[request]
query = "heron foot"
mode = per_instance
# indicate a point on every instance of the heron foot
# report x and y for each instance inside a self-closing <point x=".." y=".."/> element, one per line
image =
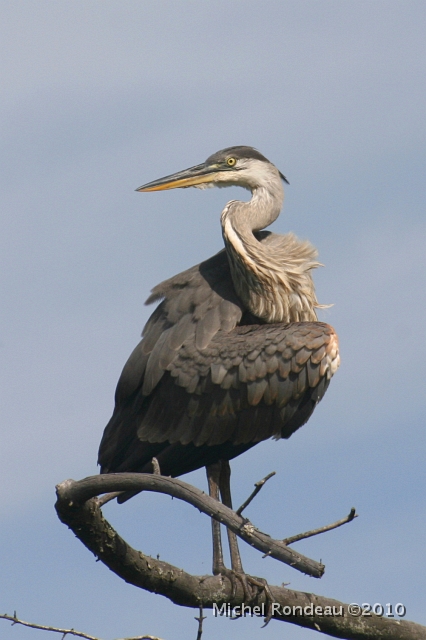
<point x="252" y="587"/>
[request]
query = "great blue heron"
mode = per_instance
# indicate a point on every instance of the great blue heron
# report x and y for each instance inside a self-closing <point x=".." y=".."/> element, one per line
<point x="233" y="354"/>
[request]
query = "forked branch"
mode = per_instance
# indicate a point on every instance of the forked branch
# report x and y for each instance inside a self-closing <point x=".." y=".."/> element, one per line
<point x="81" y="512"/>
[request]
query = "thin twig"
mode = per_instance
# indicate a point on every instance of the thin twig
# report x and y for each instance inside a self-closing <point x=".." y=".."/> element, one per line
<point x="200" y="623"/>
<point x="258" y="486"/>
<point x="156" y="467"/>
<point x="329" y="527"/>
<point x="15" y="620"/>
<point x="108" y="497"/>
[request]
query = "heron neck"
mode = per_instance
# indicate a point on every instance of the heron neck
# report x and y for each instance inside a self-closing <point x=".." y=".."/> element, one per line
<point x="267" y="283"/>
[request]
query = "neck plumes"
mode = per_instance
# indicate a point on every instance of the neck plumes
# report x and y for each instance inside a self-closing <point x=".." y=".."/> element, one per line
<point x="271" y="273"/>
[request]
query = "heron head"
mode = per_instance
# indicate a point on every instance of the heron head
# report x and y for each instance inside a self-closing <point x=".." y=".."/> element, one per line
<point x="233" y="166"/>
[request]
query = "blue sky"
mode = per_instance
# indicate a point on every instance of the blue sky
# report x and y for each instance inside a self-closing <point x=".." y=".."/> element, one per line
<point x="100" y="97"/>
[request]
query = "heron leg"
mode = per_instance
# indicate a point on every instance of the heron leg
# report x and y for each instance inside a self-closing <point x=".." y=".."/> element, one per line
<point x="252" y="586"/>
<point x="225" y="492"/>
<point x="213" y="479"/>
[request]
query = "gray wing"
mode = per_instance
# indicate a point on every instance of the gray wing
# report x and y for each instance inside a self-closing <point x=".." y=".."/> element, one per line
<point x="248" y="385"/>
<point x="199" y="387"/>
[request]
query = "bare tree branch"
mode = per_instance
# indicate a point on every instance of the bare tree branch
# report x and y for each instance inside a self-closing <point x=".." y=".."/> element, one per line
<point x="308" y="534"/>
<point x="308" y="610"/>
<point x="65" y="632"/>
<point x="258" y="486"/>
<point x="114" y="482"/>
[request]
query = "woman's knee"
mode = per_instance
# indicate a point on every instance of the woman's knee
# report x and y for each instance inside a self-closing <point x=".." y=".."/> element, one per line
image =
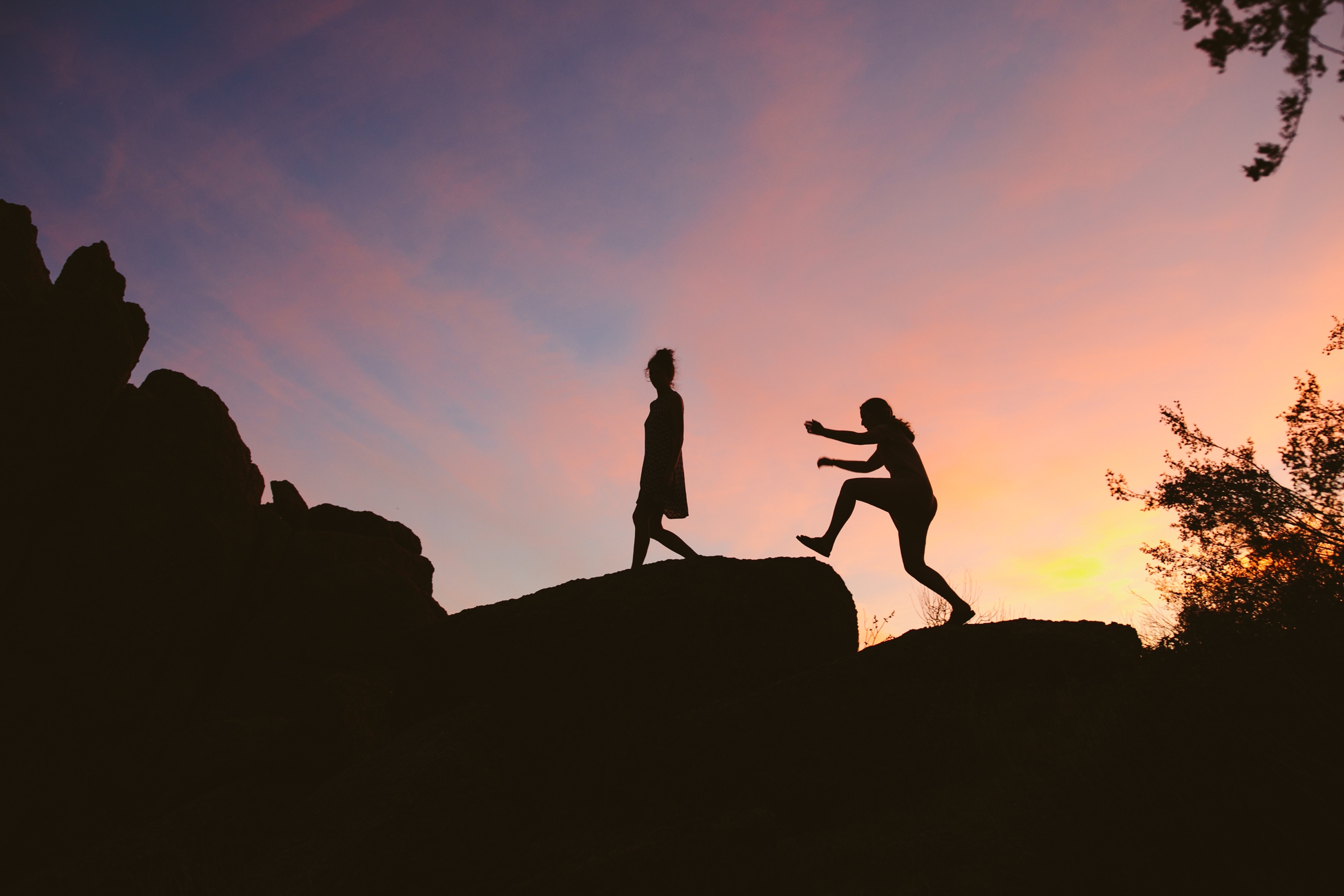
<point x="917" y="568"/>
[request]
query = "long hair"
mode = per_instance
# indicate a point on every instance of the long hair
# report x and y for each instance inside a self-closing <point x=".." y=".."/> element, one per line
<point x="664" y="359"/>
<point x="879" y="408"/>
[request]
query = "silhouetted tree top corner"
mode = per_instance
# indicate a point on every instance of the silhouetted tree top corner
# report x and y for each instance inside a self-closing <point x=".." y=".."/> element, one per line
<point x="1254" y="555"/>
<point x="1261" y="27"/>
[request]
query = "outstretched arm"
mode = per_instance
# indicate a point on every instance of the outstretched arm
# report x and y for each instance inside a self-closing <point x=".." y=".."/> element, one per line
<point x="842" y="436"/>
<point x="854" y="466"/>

########

### What the task asks
A faithful, complete copy of the records above is required, one that contains no pictures.

### Written reply
[request]
query = "heron foot"
mode = per_instance
# indicate a point on every instance of the heron foot
# report x and y for each instance inside a self-closing <point x=".." y=".."/> element, one per line
image =
<point x="252" y="587"/>
[request]
query = "great blue heron"
mode = per_instance
# indicate a point on every instance of the great blue heron
# report x and y for each instance inside a self-closing <point x=".." y=".."/> element, one per line
<point x="233" y="354"/>
[request]
query = "forked branch"
mode = per_instance
# indicate a point on every instance of the forked branch
# report x and y for each instance inside a self-closing <point x=".." y=".."/> element, one per line
<point x="81" y="512"/>
[request]
query = "thin twig"
mode = per_instance
# indicate a point on every instance of the thin twig
# report x and y for each instance inside a self-closing <point x=".." y=".."/> element, one per line
<point x="200" y="623"/>
<point x="258" y="486"/>
<point x="156" y="467"/>
<point x="329" y="527"/>
<point x="15" y="620"/>
<point x="108" y="497"/>
[request]
query = "heron neck"
mode = per_instance
# indicate a point on every instance of the heron neck
# report x and y for each instance inside a self-closing <point x=".." y=".."/> element, one per line
<point x="267" y="283"/>
[request]
query = "neck plumes"
mode = per_instance
# indicate a point on every instance of the neck plumes
# report x and y for each instance inside a self-closing <point x=".." y=".."/> element, one per line
<point x="271" y="273"/>
[request]
query = "heron head"
mode = per_instance
# indicate a point on every instance of the heron head
# report x and y for each instance inside a self-closing <point x=".." y=".."/> element, one per line
<point x="233" y="166"/>
[request]
query = "blue sky"
mode = per_instance
# indicate a point on every instance of the blue sky
# report x and y for each instance inside a self-closing <point x=".." y=".."/> element, one per line
<point x="100" y="97"/>
[request]
query = "heron leg"
mode = per_instance
# indicate a point on every instance of the heron leg
# report x and y for each instance inside a self-closing <point x=".." y=".."/> element, one per line
<point x="252" y="586"/>
<point x="225" y="492"/>
<point x="213" y="479"/>
[request]
query = "gray wing"
mode = per_instance
# indicate a point on every instance of the gray wing
# report x and y for each instance inside a self-closing <point x=".." y=".."/> element, one per line
<point x="248" y="385"/>
<point x="199" y="387"/>
[request]
query = "bare tree branch"
mode = per_instance
# indicate a point on every instance of the bare tree branch
# report x and y for each instance inside a self-closing <point x=".." y=".."/> element, one per line
<point x="308" y="534"/>
<point x="308" y="610"/>
<point x="65" y="632"/>
<point x="258" y="486"/>
<point x="114" y="482"/>
[request]
query = "woman's knee"
mode = per_instance
# indicate a point on every instance of the woman's knee
# report x and y for each instance inside a self-closing <point x=".." y=".."/> element, one per line
image =
<point x="917" y="568"/>
[request]
query = "long hair"
mode = per_instance
# indicate a point on every instance of the long hair
# report x and y for each instance inside a self-closing <point x=".." y=".."/> element, one per line
<point x="664" y="359"/>
<point x="879" y="408"/>
[request]
query = "silhouetted tree top corner"
mode = per_instance
# indicate a point on every instance of the silhouetted tree top corner
# report x and y for each instance inside a self-closing <point x=".." y=".."/> element, one per line
<point x="1254" y="555"/>
<point x="1261" y="27"/>
[request]
query = "outstretched arm"
mode = per_instance
# indicate a point on every instance of the outstretched arm
# report x and y for each instance inside a self-closing <point x=".." y=".."/> element, one per line
<point x="842" y="436"/>
<point x="854" y="466"/>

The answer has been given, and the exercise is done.